PROBLEM STATEMENT: Print the records again word for word, starting at the line that contains "In this photo, each instance of the blurred" and continuing through the end of the records. Print only those lines.

[Dataset rows]
================================
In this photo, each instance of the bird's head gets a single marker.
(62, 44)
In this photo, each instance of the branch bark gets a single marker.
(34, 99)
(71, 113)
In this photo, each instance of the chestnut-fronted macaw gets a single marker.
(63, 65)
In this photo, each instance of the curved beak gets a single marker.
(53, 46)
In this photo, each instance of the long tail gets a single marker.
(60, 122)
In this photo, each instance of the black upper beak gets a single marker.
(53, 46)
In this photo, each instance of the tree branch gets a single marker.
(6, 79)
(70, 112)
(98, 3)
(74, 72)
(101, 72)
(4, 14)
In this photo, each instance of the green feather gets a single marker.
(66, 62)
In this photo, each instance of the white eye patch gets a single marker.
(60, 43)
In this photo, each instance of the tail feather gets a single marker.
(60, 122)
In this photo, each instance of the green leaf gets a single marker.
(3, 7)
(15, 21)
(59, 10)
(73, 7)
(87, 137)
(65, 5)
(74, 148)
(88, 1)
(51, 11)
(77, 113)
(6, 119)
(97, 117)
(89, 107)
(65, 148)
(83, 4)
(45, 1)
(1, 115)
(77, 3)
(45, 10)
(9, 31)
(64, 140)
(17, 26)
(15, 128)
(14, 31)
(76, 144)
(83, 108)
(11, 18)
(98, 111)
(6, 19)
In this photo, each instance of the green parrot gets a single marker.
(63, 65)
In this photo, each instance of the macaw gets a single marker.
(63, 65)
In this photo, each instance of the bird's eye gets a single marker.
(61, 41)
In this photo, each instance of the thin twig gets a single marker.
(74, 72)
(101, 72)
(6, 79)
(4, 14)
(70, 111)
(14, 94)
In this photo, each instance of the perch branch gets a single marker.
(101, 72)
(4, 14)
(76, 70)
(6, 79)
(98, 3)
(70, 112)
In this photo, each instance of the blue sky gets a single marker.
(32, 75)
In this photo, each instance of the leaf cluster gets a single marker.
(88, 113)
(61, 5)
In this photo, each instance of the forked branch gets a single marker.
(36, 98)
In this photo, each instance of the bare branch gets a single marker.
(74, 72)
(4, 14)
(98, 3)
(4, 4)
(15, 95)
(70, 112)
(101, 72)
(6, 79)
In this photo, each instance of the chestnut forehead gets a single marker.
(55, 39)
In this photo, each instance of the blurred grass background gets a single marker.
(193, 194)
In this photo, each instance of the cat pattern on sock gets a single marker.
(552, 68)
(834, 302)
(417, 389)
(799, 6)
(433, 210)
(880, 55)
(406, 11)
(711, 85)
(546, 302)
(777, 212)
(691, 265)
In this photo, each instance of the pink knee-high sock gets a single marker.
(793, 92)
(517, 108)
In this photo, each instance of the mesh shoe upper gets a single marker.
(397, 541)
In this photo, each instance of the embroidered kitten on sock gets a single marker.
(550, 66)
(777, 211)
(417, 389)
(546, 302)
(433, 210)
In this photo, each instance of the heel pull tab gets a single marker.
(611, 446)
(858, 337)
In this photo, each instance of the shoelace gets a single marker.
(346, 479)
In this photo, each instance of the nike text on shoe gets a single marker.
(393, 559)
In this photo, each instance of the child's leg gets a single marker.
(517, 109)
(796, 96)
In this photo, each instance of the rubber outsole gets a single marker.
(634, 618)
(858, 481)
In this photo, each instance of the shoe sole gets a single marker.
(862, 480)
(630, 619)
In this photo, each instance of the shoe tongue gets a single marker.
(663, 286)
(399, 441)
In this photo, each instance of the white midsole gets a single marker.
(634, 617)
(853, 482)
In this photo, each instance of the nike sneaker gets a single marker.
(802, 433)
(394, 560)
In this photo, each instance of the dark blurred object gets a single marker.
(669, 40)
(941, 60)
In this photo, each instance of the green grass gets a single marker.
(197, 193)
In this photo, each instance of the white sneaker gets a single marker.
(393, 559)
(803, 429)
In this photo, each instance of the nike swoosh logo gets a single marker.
================================
RESULT OF THE TASK:
In this photo, each instance of the blurred grass background gets a single marker.
(193, 194)
In this photo, each instance of the cat pattern on sock gets a single marker.
(552, 68)
(834, 302)
(417, 389)
(799, 6)
(433, 210)
(880, 55)
(406, 11)
(711, 85)
(546, 302)
(777, 212)
(691, 265)
In this photo, each instance of the pink knee-high sock gets a single marker.
(793, 92)
(517, 108)
In this photo, each instance of the mesh shoe upper gets a single marker.
(397, 541)
In this photo, each instance of the embroidered kitten on sock gets a single marker.
(550, 66)
(777, 211)
(417, 389)
(546, 302)
(433, 210)
In this photo, each instance of the heel pull tab gets a single marker.
(611, 446)
(858, 337)
In this photo, each instance of the shoelace gets a single marker.
(346, 479)
In this photo, each instance of the nike text on shoe gets a single marker.
(393, 559)
In this photo, each instance of the child's leg gets a single marker.
(517, 109)
(796, 96)
In this photo, each instance of the rubber outsole gets a single marker.
(634, 618)
(858, 481)
In this photo, each instance of the shoe sole gets a single marker.
(862, 480)
(630, 619)
In this photo, each instance of the shoe tongue gets a single marker.
(663, 286)
(399, 441)
In this photo, each instance of the white midsole gets a single marker.
(634, 617)
(853, 482)
In this photo, each instance of the nike sneaker gets a single marker.
(802, 433)
(394, 560)
In this photo, each instance of the dark blurred object gets a single marker.
(669, 40)
(941, 60)
In this photo, each instance of the green grass gets a single marker.
(197, 193)
In this photo, each instance of the white sneaker gets a single marker.
(393, 559)
(803, 429)
In this photo, each instance of the nike swoosh logo gets a single marker.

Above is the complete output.